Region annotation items
-*-*-
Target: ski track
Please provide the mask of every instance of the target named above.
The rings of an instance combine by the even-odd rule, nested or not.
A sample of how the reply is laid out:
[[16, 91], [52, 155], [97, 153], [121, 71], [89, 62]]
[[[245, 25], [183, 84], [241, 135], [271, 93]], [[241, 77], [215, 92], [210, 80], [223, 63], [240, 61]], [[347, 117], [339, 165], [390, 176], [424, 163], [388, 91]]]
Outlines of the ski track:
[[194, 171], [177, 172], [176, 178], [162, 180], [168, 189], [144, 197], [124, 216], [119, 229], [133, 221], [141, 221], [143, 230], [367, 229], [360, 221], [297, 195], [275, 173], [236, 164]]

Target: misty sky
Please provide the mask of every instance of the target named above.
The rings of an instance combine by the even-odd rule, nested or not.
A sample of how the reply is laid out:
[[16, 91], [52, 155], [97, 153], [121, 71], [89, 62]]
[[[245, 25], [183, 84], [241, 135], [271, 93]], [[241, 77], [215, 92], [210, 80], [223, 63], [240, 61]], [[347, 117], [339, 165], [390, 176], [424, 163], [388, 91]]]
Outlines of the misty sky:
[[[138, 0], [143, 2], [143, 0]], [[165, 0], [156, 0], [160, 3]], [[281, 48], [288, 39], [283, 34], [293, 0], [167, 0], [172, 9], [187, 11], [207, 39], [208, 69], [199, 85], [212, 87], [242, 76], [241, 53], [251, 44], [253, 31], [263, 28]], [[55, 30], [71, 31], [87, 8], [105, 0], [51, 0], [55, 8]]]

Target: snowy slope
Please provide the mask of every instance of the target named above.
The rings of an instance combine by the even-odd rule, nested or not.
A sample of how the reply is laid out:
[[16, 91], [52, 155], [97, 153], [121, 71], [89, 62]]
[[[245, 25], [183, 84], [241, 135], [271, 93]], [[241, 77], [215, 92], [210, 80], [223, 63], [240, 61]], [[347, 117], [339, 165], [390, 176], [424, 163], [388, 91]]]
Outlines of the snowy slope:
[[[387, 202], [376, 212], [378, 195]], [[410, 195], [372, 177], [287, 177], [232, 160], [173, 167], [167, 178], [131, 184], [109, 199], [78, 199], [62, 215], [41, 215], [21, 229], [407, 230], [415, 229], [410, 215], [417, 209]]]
-*-*-
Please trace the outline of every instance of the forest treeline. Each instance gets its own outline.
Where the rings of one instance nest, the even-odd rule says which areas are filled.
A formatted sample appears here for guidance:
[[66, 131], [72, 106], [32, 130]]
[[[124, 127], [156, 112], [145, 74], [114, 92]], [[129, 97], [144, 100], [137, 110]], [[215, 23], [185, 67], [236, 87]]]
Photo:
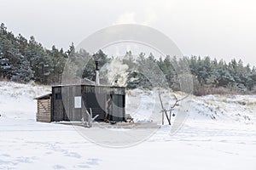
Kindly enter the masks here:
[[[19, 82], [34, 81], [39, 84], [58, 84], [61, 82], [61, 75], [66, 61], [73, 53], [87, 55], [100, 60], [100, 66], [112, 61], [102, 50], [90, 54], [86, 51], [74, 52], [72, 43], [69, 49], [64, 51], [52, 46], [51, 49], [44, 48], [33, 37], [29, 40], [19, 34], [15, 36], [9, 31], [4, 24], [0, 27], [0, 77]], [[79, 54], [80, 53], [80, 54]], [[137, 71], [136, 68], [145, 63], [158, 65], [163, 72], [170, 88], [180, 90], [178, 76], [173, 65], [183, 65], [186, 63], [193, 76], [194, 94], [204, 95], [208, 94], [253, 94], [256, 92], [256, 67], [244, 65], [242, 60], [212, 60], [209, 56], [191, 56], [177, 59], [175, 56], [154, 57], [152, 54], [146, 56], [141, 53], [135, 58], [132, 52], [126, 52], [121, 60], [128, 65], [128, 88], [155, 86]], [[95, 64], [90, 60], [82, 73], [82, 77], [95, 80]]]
-*-*-
• WORK TO BE COMPLETED: Reproduce the lines verbatim, starting at the line containing "Target: ski track" and ending at the line containing "173], [236, 164]]".

• TASK OUTPUT:
Target: ski track
Please provide the mask of every instance of the target named above.
The rings of an instance combine by the even-odd rule, nested or not.
A sample of how the reply is laid out:
[[16, 91], [52, 155], [97, 153], [121, 71], [89, 62]]
[[[245, 25], [183, 84], [241, 135], [271, 93]], [[241, 77], [215, 92], [210, 80], [223, 63], [240, 61]], [[347, 117], [339, 165], [390, 176], [424, 163], [388, 91]]]
Outlines of the ski track:
[[194, 171], [177, 172], [176, 178], [162, 180], [168, 189], [144, 197], [124, 216], [119, 229], [133, 221], [141, 221], [143, 230], [367, 229], [360, 221], [297, 195], [275, 173], [236, 164]]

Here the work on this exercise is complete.